*DATASET RECORDS:*

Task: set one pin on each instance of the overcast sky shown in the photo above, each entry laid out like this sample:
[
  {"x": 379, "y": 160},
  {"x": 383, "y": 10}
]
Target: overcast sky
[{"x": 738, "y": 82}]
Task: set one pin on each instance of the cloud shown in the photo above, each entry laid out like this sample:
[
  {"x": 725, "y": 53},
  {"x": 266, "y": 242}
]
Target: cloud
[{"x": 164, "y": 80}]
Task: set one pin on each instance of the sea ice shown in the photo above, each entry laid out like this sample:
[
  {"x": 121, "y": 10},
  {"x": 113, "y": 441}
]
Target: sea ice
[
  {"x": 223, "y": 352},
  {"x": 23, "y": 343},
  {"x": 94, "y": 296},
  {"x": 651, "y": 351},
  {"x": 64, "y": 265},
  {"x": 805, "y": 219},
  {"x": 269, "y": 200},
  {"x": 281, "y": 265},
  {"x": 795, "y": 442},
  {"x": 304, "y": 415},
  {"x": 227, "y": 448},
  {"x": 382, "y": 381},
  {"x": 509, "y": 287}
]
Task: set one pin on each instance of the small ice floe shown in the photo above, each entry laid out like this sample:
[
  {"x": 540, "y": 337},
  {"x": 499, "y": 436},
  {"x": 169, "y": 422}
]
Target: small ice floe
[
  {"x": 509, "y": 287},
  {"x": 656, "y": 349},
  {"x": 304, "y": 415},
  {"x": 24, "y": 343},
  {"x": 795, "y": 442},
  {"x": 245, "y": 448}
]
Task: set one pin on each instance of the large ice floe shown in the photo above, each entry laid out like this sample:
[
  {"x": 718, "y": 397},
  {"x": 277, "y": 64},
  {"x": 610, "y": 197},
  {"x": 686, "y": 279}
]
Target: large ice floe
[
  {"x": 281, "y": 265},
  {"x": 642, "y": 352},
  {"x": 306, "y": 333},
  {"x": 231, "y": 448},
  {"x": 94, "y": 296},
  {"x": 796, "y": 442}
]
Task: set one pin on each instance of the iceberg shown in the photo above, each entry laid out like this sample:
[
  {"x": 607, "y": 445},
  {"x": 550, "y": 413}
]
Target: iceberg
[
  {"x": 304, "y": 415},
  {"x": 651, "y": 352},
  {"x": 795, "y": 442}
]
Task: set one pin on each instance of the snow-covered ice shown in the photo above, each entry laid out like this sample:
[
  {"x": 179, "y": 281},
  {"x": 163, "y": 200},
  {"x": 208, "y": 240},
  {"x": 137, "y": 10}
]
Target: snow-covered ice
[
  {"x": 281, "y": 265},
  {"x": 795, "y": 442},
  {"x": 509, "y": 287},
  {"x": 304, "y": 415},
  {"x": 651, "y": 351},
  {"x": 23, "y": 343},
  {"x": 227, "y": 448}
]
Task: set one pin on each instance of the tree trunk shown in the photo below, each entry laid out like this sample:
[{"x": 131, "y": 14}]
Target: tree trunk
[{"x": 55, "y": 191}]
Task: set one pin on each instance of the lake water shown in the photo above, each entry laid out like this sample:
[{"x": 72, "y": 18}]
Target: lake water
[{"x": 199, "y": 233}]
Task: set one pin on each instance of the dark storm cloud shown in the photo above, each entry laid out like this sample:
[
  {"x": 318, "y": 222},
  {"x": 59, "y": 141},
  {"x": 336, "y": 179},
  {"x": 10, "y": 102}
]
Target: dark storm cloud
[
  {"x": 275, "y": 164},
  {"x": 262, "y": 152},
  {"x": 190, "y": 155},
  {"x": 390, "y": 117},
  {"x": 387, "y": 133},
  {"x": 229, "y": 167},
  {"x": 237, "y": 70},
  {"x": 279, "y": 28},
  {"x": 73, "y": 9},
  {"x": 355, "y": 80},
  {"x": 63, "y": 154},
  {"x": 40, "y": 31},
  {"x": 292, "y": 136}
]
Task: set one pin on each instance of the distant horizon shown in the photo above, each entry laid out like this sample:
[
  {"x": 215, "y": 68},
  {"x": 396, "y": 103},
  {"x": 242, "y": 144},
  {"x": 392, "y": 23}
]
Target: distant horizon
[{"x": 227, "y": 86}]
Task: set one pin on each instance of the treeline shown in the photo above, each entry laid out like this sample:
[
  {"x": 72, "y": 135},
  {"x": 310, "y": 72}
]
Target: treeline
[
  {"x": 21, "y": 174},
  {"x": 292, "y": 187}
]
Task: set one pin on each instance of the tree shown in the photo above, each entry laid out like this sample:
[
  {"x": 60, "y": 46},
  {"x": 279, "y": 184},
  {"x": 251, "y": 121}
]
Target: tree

*WHAT THE TASK ASKS:*
The line containing "Task: set one pin on each instance of the distant" and every line after it, through the last one above, should be written out word for word.

*ANSWER AREA:*
Task: set one pin on each instance of the distant horizon shown in the photo above, each entry laid out like this sample:
[
  {"x": 215, "y": 68},
  {"x": 396, "y": 103},
  {"x": 242, "y": 144},
  {"x": 392, "y": 23}
]
Target: distant horizon
[{"x": 227, "y": 86}]
Task: set one pin on each instance of the treeline shown in the photo above, each entry laid out like this sample:
[
  {"x": 72, "y": 135},
  {"x": 310, "y": 72}
]
Target: treeline
[
  {"x": 21, "y": 174},
  {"x": 292, "y": 187}
]
Task: set one pin on each instance of the tree shown in the photo above, each entry laid out like this sample:
[
  {"x": 60, "y": 46},
  {"x": 279, "y": 184},
  {"x": 251, "y": 121}
]
Target: tree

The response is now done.